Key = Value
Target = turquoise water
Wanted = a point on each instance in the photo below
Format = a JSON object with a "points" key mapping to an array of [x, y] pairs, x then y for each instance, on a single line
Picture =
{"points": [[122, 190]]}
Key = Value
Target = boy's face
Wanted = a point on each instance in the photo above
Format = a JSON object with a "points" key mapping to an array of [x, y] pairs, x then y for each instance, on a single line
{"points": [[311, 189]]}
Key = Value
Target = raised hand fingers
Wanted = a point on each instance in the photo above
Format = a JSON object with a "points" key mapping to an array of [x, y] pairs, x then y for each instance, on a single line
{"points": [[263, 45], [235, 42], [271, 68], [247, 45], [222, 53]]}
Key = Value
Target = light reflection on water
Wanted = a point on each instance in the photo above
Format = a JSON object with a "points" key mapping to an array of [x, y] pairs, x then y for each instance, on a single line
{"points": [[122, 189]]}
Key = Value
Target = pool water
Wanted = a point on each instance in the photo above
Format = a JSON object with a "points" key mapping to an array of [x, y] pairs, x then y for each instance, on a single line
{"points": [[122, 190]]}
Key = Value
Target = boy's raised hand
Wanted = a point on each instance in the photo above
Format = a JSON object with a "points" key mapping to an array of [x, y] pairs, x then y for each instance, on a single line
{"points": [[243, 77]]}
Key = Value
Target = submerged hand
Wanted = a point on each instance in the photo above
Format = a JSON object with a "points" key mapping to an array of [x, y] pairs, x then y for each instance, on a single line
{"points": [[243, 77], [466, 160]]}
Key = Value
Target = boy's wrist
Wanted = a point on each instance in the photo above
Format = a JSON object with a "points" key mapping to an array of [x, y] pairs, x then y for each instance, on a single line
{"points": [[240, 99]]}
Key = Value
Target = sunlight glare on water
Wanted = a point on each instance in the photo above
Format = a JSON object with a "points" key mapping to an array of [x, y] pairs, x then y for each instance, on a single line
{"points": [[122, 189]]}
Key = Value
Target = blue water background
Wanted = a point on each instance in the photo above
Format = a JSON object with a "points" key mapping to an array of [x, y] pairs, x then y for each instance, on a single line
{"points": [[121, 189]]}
- - - -
Reproduce all of the material above word for word.

Key = Value
Target = turquoise water
Wanted = a point on each instance in the photo below
Format = a JSON object with a "points" key mapping to an array of [x, y] pairs, x then y for each instance, on a single line
Picture =
{"points": [[122, 190]]}
Key = Value
Target = boy's face
Wanted = a point on each instance in the photo above
Format = a JSON object with a "points" key mapping to an array of [x, y] pairs, x then y for each instance, on a single line
{"points": [[311, 189]]}
Key = Value
Target = raised hand fingers
Wanted = a point on each instance in the photo above
Format = a JSON object with a "points" key mapping to an array of [x, y] pairs, x then y for each instance, on a single line
{"points": [[263, 45], [235, 42], [271, 68], [247, 45], [222, 53]]}
Key = Value
Target = light reflection on water
Wanted = a point on each instance in the photo above
Format = a JSON object with a "points" key mapping to an array of [x, y] pairs, x then y for each instance, on a single line
{"points": [[122, 189]]}
Key = Value
Target = pool water
Wanted = a point on each instance in the photo above
Format = a JSON object with a "points" key mapping to an array of [x, y] pairs, x then y for each instance, on a single line
{"points": [[122, 190]]}
Key = Value
Target = boy's raised hand
Wanted = a point on each instance in the photo above
Format = a JSON object with a "points" key mapping to an array of [x, y] pairs, x then y for each instance, on a single line
{"points": [[243, 77]]}
Key = Value
Target = submerged hand
Wanted = a point on each instance in the photo above
Format = a JSON object with a "points" key mapping to an array of [x, y] pairs, x then y for each instance, on a single line
{"points": [[243, 77], [466, 160]]}
Key = Value
Target = boy's wrist
Wanted = a point on each instance in the photo above
Format = a JSON object with a "points" key mapping to an array of [x, y] pairs, x then y for each instance, on a single line
{"points": [[240, 99]]}
Key = Value
Target = sunlight glare on water
Wanted = a point on each instance in the photo above
Format = a JSON object with a "points" key mapping to an array of [x, y] pairs, x then y for each instance, on a single line
{"points": [[122, 189]]}
Key = Value
Target = blue water background
Wanted = a point on each instance in the photo above
Format = a JSON object with a "points" key mapping to an array of [x, y] pairs, x then y for each instance, on a single line
{"points": [[121, 189]]}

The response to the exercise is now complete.